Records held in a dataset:
Content starts

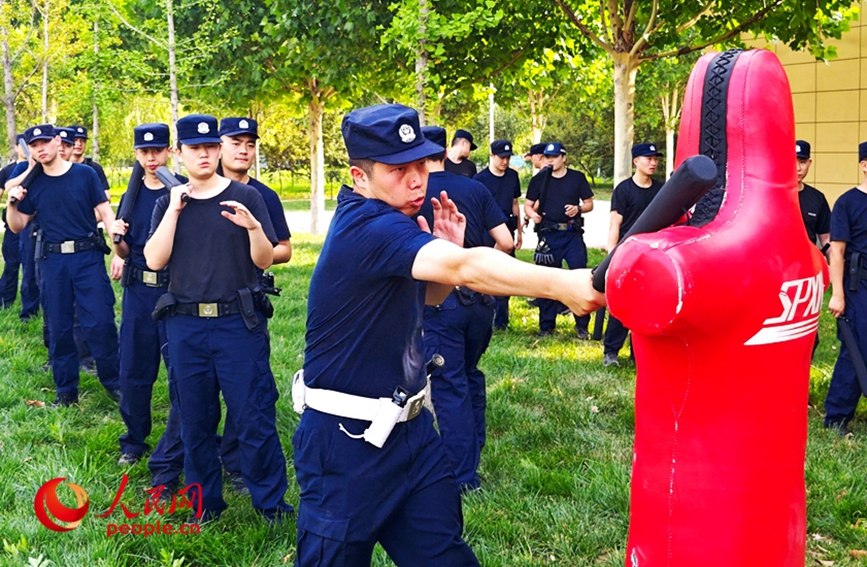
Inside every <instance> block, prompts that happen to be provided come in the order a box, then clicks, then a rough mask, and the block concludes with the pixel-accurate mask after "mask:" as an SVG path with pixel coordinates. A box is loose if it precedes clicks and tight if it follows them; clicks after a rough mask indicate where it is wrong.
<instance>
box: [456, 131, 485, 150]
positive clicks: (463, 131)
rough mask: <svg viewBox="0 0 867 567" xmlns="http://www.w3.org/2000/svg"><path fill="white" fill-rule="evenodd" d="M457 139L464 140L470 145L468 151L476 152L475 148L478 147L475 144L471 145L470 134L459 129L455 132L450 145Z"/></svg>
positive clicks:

Content ends

● **Written task**:
Reproduce all of the entries above word for word, leaving out the pictures.

● **Solution for this exercise**:
Inside every <instance> block, prompts that happen to be provided come in the order a box, then clicks, then a rough mask, and the block concludes with the pixel-accurate mask after "mask:" as an SVG path with pixel coordinates. A box is loose if it precedes clicks and tight if it follows them; clicks after a rough mask indicate where it is wrong.
<instance>
box: [456, 131, 485, 150]
positive clicks: (463, 131)
rough mask: <svg viewBox="0 0 867 567" xmlns="http://www.w3.org/2000/svg"><path fill="white" fill-rule="evenodd" d="M457 139L464 140L470 145L468 151L476 152L475 148L478 147L475 144L471 145L470 134L459 129L455 132L450 145Z"/></svg>
positive clicks:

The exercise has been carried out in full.